- [Your goal]: Count the lines in the items below that contain the string "arrow", treating uppercase and lowercase letters as different. Reply with the number alone.

- [Entries locating objects in images]:
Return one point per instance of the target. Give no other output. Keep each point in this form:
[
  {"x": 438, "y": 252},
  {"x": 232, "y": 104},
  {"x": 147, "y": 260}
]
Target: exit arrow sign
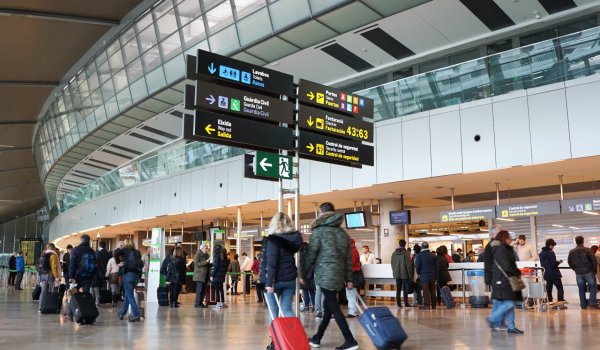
[{"x": 273, "y": 165}]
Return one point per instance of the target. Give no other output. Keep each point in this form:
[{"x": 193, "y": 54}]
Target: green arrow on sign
[{"x": 273, "y": 165}]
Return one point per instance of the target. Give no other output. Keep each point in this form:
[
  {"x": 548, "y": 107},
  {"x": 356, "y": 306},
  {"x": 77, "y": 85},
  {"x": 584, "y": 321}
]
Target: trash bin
[{"x": 477, "y": 297}]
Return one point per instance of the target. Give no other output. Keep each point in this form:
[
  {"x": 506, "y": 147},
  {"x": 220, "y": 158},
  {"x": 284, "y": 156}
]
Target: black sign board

- [Worked answer]: 2